### [ZU ERLEDIGENDE AUFGABEN]
1. Nenne alle Benutzernamen, unter denen im Forenthread zu Dragon Age: Origins Beiträge stehen.
2. Fasse den Absatz im Forenthread zu Dragon Age: Origins, der mit „Jungs, das finde ich nicht gut“ beginnt, in zwei kurzen Sätzen zusammen.

# Komplettlösung - Dragon Age: Origins:: Komplettlösung, Tipps & Tricks und Einsteigerhilfen



## SebastianThoeing (3. November 2009)

*Komplettlösung - Dragon Age: Origins:: Komplettlösung, Tipps & Tricks und Einsteigerhilfen*

Jetzt ist Deine Meinung gefragt: Hier kannst Du deinen Kommentar zum Artikel veröffentlichen und mit anderen Lesern darüber diskutieren.




			Dieser Inhalt steht nur eingeloggten Mitgliedern zur Verfügung.
        

 Zum Artikel: http://www.pcgames.de/aid,698698


----------



## Lacno1c (3. November 2009)

Eine Komplettlösung, bevor das Spiel draußen ist xD


----------



## stockduck (3. November 2009)

*AW:*



Lacno1c schrieb:


> Eine Komplettlösung, bevor das Spiel draußen ist xD


 Wollt ich auch gerade sagen


----------



## SirVolkmar (3. November 2009)

*AW:*

Jungs, das finde ich nicht gut was ihr hier an bietet.
  Das Spiel gibt es noch nicht in Deutschland ( US ) wohl schon, und ihr habt nicht anderes zu tun uns die Freude am Spiel zu nehmen im dem ihr uns einige Tipps bzw Lösung ansetze vorsetzt.
  Last uns doch erst mal das Spiel auf uns wirken und Spielen, bevor ihr mit Lösung kommt.


----------



## rstaar (3. November 2009)

*AW:*

Wow, so einen 542-Zoll-Fernseher wollte ich schon immer haben...

### [AUSZÜGE DER EINTRÄGE]
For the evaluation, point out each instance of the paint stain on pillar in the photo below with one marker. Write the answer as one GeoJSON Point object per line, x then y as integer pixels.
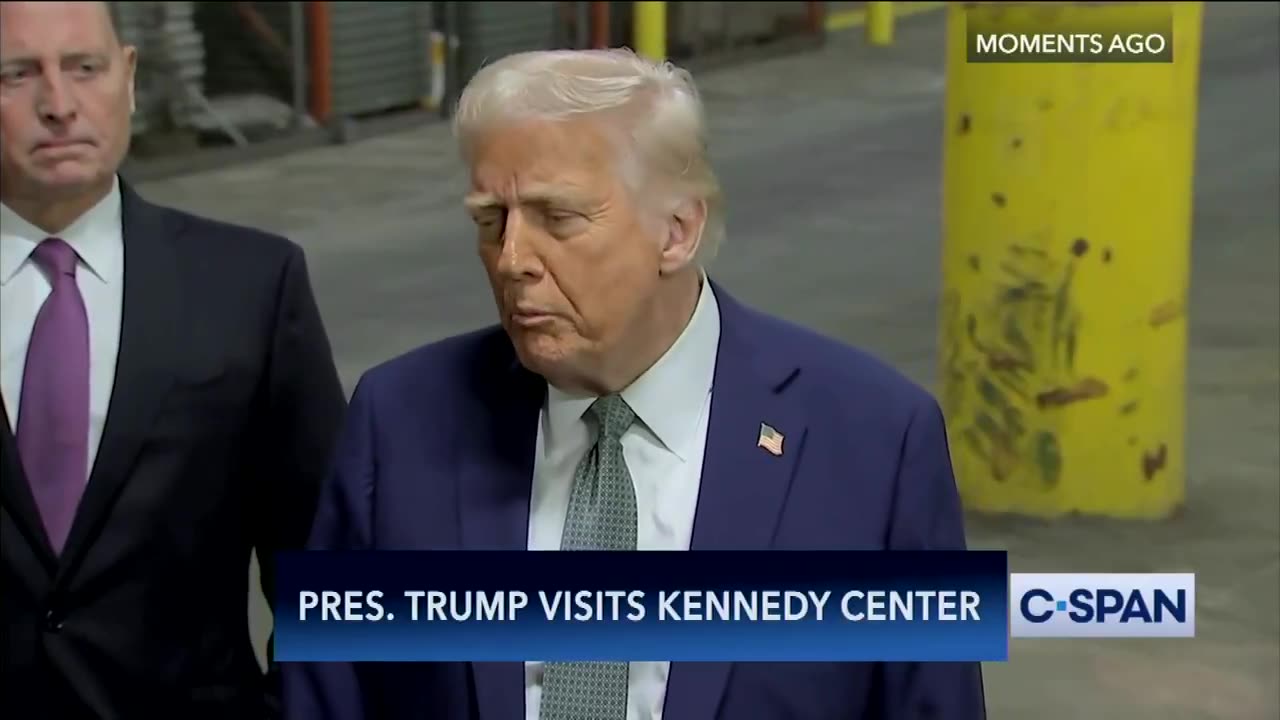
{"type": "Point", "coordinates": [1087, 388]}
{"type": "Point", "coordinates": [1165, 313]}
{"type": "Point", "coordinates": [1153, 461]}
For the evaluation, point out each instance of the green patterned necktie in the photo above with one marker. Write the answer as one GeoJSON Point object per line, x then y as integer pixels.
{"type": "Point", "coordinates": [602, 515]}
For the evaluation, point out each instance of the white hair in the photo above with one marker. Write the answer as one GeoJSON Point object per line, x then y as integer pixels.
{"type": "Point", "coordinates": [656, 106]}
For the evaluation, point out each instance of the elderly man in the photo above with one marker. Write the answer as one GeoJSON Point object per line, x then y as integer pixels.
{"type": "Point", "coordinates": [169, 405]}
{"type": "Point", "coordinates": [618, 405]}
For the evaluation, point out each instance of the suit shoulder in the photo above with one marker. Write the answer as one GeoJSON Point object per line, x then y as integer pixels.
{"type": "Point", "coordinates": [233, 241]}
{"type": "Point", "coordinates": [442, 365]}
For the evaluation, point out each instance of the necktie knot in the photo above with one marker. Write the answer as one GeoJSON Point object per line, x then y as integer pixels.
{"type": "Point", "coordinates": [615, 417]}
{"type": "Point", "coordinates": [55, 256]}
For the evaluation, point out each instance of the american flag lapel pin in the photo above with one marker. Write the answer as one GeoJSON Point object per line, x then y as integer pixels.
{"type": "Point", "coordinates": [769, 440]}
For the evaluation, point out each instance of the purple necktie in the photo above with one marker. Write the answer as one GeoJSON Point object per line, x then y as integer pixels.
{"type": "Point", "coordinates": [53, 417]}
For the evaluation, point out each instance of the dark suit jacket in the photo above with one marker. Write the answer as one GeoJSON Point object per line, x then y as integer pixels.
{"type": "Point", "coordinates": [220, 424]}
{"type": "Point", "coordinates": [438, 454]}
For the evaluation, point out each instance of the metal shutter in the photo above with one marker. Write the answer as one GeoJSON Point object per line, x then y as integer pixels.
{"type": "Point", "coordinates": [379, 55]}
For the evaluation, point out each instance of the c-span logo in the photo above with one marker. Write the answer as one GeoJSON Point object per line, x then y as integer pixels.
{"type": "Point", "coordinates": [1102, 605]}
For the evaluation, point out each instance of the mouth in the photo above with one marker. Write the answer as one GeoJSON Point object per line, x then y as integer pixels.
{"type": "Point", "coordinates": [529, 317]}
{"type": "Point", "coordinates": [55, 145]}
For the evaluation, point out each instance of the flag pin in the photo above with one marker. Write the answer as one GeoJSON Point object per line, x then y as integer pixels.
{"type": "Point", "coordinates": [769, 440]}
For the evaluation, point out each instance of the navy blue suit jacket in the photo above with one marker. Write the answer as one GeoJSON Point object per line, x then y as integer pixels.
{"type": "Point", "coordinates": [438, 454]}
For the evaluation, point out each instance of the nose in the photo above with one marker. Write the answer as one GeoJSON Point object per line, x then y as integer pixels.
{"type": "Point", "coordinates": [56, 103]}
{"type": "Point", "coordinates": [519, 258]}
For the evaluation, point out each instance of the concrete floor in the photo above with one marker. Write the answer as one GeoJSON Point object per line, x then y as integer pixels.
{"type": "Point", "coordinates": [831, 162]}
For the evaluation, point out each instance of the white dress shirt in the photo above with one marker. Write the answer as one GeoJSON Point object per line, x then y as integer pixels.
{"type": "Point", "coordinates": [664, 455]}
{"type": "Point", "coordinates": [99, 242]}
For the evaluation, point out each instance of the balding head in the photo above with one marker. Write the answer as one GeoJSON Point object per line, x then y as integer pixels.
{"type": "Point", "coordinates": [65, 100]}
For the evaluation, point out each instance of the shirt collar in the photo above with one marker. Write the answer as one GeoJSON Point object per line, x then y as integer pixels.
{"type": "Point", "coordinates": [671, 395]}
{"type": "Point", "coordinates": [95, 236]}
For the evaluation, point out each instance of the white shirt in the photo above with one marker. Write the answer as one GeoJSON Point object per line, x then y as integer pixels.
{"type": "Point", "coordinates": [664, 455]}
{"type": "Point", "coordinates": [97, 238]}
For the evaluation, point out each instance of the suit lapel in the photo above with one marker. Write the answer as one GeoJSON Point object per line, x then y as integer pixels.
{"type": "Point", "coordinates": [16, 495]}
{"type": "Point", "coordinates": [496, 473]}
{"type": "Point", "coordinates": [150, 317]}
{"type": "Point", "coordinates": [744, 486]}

### [ANTWORTEN DER REIHE]
1. SebastianThoeing, Lacno1c, stockduck, SirVolkmar, rstaar

2. Kritisiert wird, dass schon Tipps und Lösungsansätze angeboten werden, obwohl das Spiel in Deutschland noch nicht erhältlich ist (in den USA wohl schon), und das die Freude am Spiel nimmt. Man solle das Spiel erst einmal spielen dürfen, bevor Lösungen kommen.